Reproduce each of the rows below verbatim, with no alterations.

RECORDS SUPPLIED -
***

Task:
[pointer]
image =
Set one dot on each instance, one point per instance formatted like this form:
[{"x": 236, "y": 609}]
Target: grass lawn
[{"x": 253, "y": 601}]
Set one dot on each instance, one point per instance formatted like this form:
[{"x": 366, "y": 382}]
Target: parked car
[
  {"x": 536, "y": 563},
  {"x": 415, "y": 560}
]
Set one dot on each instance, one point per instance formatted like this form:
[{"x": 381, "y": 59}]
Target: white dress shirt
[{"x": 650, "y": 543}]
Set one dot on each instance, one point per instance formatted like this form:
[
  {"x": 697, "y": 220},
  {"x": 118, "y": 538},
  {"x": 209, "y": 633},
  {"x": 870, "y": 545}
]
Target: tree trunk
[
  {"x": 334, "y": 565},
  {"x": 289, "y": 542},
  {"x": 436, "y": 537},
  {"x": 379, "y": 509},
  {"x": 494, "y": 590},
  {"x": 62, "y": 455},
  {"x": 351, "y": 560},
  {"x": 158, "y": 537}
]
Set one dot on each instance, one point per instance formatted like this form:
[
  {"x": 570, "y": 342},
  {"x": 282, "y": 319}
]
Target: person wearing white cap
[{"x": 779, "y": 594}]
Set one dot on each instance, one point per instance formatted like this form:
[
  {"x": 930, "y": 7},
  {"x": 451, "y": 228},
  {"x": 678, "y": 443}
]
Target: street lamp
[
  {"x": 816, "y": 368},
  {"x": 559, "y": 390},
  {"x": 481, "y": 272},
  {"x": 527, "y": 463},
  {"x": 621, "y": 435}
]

***

SOLUTION TO THE EXERCISE -
Task:
[pointer]
image =
Set one dot on each instance, one point per instance formatted like this form:
[{"x": 236, "y": 609}]
Target: grass lawn
[{"x": 253, "y": 601}]
Set one dot on each instance, one point per instance formatted like this form:
[{"x": 366, "y": 382}]
Target: parked car
[
  {"x": 536, "y": 563},
  {"x": 415, "y": 560}
]
Set one dot on each instance, one point per instance formatted like this form:
[{"x": 381, "y": 59}]
Target: white dress shirt
[{"x": 650, "y": 543}]
Set one dot on each instance, one point per instance formatted like this form:
[
  {"x": 697, "y": 220},
  {"x": 118, "y": 538},
  {"x": 209, "y": 633},
  {"x": 870, "y": 545}
]
Target: tree trunk
[
  {"x": 334, "y": 565},
  {"x": 289, "y": 542},
  {"x": 436, "y": 537},
  {"x": 379, "y": 509},
  {"x": 494, "y": 590},
  {"x": 62, "y": 455},
  {"x": 351, "y": 560},
  {"x": 158, "y": 537}
]
Set one dot on each instance, one point per instance formatted like this form:
[
  {"x": 570, "y": 342},
  {"x": 282, "y": 319}
]
Target: person wearing white cap
[{"x": 779, "y": 594}]
Set one dot on each instance, one point per instance formatted like this form:
[
  {"x": 930, "y": 7},
  {"x": 451, "y": 228},
  {"x": 678, "y": 443}
]
Target: street lamp
[
  {"x": 816, "y": 368},
  {"x": 559, "y": 390},
  {"x": 481, "y": 272},
  {"x": 527, "y": 463},
  {"x": 621, "y": 435}
]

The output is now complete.